** Sezione documento **
━━━━━━━━━━━━━━━━━━━━
Un successo diventato storia, che ancor oggi rimane scolpito non solo nella memoria di chi poté assistere alla prima Olimpiade in mondovisione, ma anche in quella di tutti coloro che nel corso degli anni hanno potuto rivedere quelle immagini epiche.

Questa è la storia di una delle più grandi imprese dello sport italiano, ma soprattutto è la storia di un atleta che con perseveranza e voglia di vincere, tra grandi sacrifici ed allenamenti durissimi, ha toccato il cielo con un dito, con quel suo indice diventato leggenda.

Pietro Mennea iniziò la sua carriera sportiva con l’Avis Barletta, seguito dal prof. Franco Mascolo, prima di approdare a Formia, nel 1971, dove, con Carlo Vittori, costruirà un legame indissolubile. Nello stesso anno fece il suo debutto internazionale agli Europei di Helsinki, conquistando una medaglia di bronzo nella staffetta 4×100 mt., ma soprattutto il sesto posto nei 200 mt., la disciplina che lo renderà grande tra i grandi.
━━━━━━━━━━━━━━━━━━━━
** Righe dati **
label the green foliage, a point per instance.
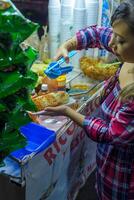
━━━━━━━━━━━━━━━━━━━━
** Obiettivo **
Prosegui il testo sulla carriera di Pietro Mennea dopo l'ultima frase riportata.

** Esito esercizio **
La sua prima Olimpiade, delle cinque disputate (che rappresentano un record per un velocista, con quattro finali consecutive dal 1972 al 1984), è quella di Monaco. Il 20enne barlettano vinse il bronzo dietro al fortissimo sovietico Valerij Borzov – che si era aggiudicato anche i 100 mt. – e allo statunitense Larry Black. Il primo grande successo, quindi, lo conquista nel 1974 agli Europei di Roma, titolo che confermerà quattro anni dopo a Praga nel 1978.

Mennea partecipò quattro anni dopo alle Universiadi di Città del Messico del 1979, in quanto iscritto alla Facoltà di Scienze Politiche e centra la finale senza troppi patemi. Non solo vince il titolo nei 200 mt., ma compie un capolavoro stabilendo il nuovo record mondiale sulla distanza con il tempo di 19’72”. Una prestazione incredibile, che resisterà per 16 anni e 324 giorni, fino ai Trials americani del 1996, quando Michael Johnson fermò il cronometro a 19’66”. Mennea non si accorse di quanto aveva fatto, seppur avesse staccato di oltre cinquanta centesimi il polacco Leszek Dunecki e il britannico Ainsley Bennett.

Solo dopo realizzò quanto aveva compiuto: “Un ragazzo del Sud, senza pista, oggi è riuscito a fare il record del mondo”. Un atleta che dopo ogni successo pensava alla gara successiva, allenandosi anche otto-nove ore al giorno.

Alla sua terza Olimpiade, invece, raggiunse il culmine di una carriera cui mancava solo il sigillo olimpico. Il suo carattere e il peso della tensione che lo vedeva tra i favoriti, ad un certo punto rischiarono di mandarlo in cortocircuito.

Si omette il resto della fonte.